Problem details | Each record below should be returned word for word, with no pictures included.

Content starts

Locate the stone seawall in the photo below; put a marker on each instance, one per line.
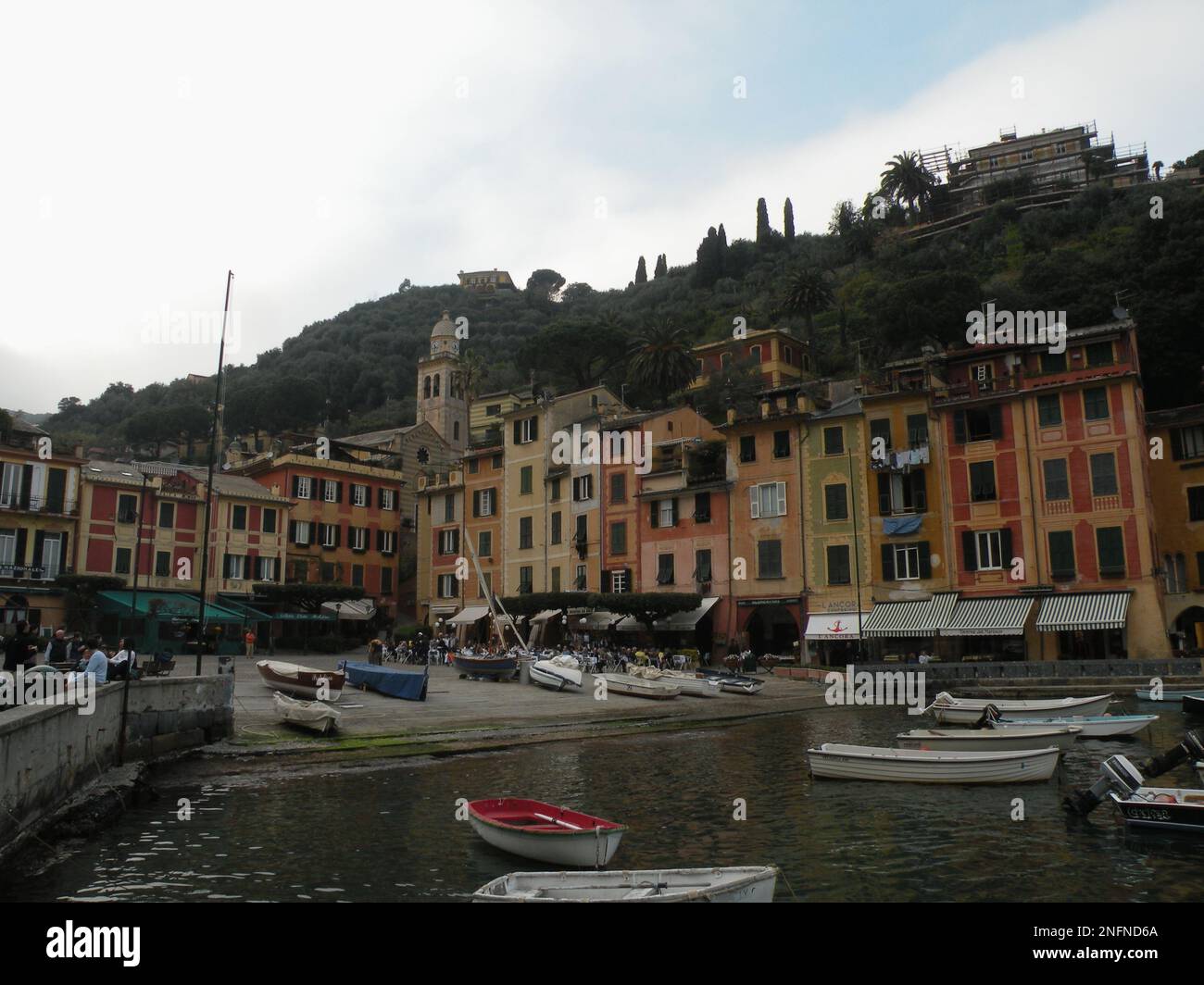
(49, 752)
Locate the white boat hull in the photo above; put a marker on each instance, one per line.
(990, 740)
(584, 849)
(1097, 726)
(638, 687)
(750, 884)
(866, 763)
(964, 711)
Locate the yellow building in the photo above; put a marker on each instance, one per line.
(39, 521)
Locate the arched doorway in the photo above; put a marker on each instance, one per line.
(771, 630)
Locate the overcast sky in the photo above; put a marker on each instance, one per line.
(326, 152)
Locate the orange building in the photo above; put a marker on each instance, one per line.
(1176, 484)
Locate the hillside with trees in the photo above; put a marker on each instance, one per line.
(862, 282)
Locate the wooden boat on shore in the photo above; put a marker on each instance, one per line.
(495, 667)
(638, 687)
(990, 740)
(871, 763)
(393, 681)
(1163, 808)
(314, 716)
(1092, 726)
(555, 676)
(966, 711)
(546, 832)
(296, 680)
(1171, 695)
(745, 884)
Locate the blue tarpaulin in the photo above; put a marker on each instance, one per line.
(395, 683)
(901, 524)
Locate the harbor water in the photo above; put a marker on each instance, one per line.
(388, 831)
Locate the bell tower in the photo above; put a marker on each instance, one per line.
(442, 399)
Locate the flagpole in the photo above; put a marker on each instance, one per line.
(208, 481)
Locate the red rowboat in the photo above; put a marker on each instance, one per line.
(546, 832)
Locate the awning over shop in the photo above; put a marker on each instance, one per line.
(469, 616)
(1083, 611)
(838, 625)
(360, 609)
(990, 617)
(685, 620)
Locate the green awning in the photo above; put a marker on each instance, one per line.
(164, 605)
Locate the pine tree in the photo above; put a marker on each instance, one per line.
(762, 223)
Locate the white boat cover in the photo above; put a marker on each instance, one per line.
(837, 625)
(1083, 611)
(1003, 616)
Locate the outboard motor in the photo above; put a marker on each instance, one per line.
(1118, 773)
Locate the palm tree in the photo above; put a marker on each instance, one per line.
(907, 181)
(661, 361)
(807, 293)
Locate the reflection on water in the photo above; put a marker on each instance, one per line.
(390, 835)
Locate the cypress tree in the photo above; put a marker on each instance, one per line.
(762, 223)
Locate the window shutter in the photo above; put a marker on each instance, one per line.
(996, 412)
(970, 552)
(884, 493)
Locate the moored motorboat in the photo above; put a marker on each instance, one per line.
(871, 763)
(638, 687)
(296, 680)
(743, 884)
(964, 711)
(485, 666)
(393, 681)
(1092, 726)
(1173, 695)
(314, 716)
(555, 675)
(546, 832)
(990, 740)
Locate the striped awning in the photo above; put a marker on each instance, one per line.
(990, 617)
(1083, 611)
(925, 617)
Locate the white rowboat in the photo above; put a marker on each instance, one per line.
(962, 711)
(1094, 726)
(871, 763)
(990, 740)
(746, 884)
(313, 716)
(638, 687)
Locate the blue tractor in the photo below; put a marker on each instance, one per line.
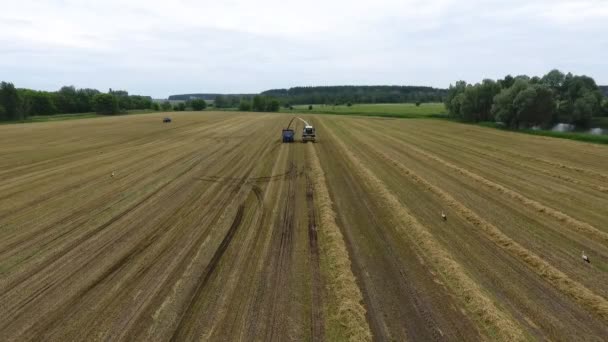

Content ends

Written answer |
Locate the stone seawall in the photo below; put a marker on each instance, one per line.
(49, 752)
Locate the white boat hull in the photo above; put a marker on each instance, one per line.
(990, 740)
(584, 849)
(1097, 726)
(638, 687)
(750, 884)
(866, 763)
(964, 711)
Locate the yellow building in the photo above; put a marker on each instance, one per line.
(39, 521)
Locate the arched doorway in the photo above; put a marker on each instance, one per line.
(771, 630)
Locate the overcast sky in the photo above; put a marker on each instance, one per line.
(326, 152)
Locate the orange building in the photo above; put a marker on each instance, one per line.
(1176, 484)
Locate the hillside with trees in the photo above; put a marker on each instance, one per line.
(862, 282)
Locate the wooden boat on shore in the photo above; put a marker on each instance, one per line.
(495, 667)
(638, 687)
(990, 740)
(871, 763)
(393, 681)
(1163, 808)
(314, 716)
(1092, 726)
(555, 676)
(966, 711)
(546, 832)
(296, 680)
(1171, 695)
(745, 884)
Locate the blue tarpaulin in the photo above; put a marker on each instance, one per line.
(395, 683)
(901, 524)
Locate the harbor water in the photo above; put a marker on each instance, one per line.
(388, 831)
Locate the bell tower in the photo above; put a marker on each instance, one per line.
(442, 399)
Locate the flagpole in the photo above; put a marker on each instance, one per line.
(208, 481)
Locate the red rowboat in the photo above; put a marker on each instance, one per line.
(546, 832)
Locate the awning over shop in the photo above; put a marker on each instance, one per line.
(469, 616)
(1083, 611)
(838, 625)
(360, 609)
(990, 617)
(685, 620)
Locate the green awning in the photo above; put a marker on each instance, one per line.
(164, 605)
Locate the pine tree in the photo above; put a marker on each instance, one per line.
(762, 223)
Locate the white boat cover in the photo above; put a marker on each instance, one per line.
(837, 625)
(1083, 611)
(1003, 616)
Locate the outboard motor in the photo above; put a marker on each instance, one per line.
(1118, 773)
Locate the palm tree in the photo above; put a marker on each instance, one per line.
(907, 181)
(661, 361)
(807, 293)
Locate the reflection on water in the photo above; put a marker on each instance, one per line.
(390, 835)
Locate the cypress tree in the photo above; put a marker on each instance, one per line.
(762, 223)
Locate the window shutter in the photo above; put a marker on each instance, one per line.
(996, 412)
(970, 552)
(884, 493)
Locate the moored motorboat in the photo above; put a marker on each instance, one per line.
(871, 763)
(638, 687)
(296, 680)
(743, 884)
(964, 711)
(485, 666)
(393, 681)
(1092, 726)
(1173, 695)
(314, 716)
(555, 675)
(546, 832)
(990, 740)
Locate the striped awning in the photo above; put a marker on each instance, one per line.
(990, 617)
(1083, 611)
(925, 617)
Locate the white rowboat in the photo above; put a marker on each instance, one per line.
(962, 711)
(1094, 726)
(871, 763)
(990, 740)
(746, 884)
(313, 716)
(638, 687)
Locate the blue tractor in the photo below; put a marker on each instance, one per line.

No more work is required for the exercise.